"""

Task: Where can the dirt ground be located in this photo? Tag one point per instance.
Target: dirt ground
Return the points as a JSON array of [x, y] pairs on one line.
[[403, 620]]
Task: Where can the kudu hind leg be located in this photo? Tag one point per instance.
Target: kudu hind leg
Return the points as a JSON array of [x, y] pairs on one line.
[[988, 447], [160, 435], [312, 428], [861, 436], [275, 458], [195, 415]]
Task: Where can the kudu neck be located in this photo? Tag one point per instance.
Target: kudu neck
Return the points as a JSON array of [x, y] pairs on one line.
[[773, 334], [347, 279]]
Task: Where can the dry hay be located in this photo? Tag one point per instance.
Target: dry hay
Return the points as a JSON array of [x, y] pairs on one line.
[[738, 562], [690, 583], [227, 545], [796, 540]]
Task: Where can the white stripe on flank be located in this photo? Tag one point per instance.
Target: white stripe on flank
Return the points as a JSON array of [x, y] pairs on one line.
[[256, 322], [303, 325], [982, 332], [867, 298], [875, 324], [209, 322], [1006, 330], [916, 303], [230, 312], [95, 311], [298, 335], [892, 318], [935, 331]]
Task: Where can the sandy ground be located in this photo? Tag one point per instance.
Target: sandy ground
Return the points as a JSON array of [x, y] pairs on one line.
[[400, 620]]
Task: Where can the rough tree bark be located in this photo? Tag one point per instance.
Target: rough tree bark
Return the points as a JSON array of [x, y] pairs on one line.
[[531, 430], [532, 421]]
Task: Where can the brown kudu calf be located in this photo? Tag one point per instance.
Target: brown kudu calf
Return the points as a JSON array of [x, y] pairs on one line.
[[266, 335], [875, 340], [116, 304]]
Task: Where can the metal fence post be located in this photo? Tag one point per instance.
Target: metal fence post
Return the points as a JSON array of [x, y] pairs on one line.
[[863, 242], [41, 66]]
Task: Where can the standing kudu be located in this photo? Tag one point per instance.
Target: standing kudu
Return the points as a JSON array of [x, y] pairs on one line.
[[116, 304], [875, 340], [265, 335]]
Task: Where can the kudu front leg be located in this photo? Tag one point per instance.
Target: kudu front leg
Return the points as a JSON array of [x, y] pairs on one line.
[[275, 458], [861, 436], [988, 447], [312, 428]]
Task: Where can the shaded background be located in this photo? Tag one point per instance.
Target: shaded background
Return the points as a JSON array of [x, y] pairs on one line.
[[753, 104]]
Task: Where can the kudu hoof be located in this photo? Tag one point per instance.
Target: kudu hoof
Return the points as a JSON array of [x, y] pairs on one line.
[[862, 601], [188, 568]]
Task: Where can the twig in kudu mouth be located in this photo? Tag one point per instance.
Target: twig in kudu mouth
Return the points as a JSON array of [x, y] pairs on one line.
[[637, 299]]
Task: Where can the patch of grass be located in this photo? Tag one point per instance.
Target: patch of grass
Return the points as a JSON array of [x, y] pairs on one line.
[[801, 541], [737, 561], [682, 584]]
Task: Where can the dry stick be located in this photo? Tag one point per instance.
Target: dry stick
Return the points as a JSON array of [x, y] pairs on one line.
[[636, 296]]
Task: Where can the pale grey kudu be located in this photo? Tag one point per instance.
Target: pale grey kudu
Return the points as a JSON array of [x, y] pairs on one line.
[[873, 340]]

"""

§ **TASK DIRECTIONS**:
Lines of the listing above that hold the string "sandy" should each be copied.

§ **ANSWER FOR THIS EXERCISE**:
Task: Where can the sandy ground be located in this photo? Tag one point per instance.
Target: sandy ground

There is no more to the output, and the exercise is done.